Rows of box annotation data
* Start *
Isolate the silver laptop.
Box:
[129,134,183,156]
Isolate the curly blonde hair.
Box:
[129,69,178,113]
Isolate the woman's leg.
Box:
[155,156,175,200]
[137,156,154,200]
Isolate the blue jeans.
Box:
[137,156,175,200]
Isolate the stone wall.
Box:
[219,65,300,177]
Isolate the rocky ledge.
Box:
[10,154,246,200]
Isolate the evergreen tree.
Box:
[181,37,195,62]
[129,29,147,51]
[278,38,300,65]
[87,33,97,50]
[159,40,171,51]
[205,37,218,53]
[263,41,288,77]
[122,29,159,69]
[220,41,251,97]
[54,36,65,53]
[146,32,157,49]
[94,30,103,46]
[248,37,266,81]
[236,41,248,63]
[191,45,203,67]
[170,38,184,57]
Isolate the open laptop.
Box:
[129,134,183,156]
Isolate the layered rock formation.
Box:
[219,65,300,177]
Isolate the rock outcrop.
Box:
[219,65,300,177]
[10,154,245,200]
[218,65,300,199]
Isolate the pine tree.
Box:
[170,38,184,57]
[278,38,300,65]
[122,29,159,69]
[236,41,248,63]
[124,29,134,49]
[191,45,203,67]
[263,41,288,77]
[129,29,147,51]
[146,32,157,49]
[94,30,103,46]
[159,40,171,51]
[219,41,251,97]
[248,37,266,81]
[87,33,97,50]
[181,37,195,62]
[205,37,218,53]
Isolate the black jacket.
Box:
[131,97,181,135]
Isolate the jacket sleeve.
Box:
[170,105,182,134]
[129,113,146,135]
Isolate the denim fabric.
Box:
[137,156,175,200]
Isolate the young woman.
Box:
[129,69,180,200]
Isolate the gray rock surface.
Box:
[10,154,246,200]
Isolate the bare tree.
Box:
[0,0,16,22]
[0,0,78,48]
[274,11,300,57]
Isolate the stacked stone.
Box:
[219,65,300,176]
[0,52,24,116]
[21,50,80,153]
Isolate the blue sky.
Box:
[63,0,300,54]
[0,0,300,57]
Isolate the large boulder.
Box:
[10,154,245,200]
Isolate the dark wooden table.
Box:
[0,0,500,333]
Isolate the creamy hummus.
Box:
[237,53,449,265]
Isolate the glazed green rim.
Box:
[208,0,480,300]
* End *
# What the task requires
Lay out the stretch of the listing from the line containing "Isolate the large boulder." through the last line as a Markdown table with the columns No. and Text. Give each line its own numbered row, and leave out blank lines.

# Solution for this task
| No. | Text |
|---|---|
| 1 | Isolate the large boulder. |
| 2 | Box: |
| 3 | [10,154,245,200] |
| 4 | Isolate the dark wooden table. |
| 5 | Box: |
| 6 | [0,0,500,333] |
| 7 | Isolate the creamy hummus. |
| 8 | Box: |
| 9 | [237,53,449,265] |
| 10 | Isolate the glazed green rim. |
| 11 | Box: |
| 12 | [208,0,480,300] |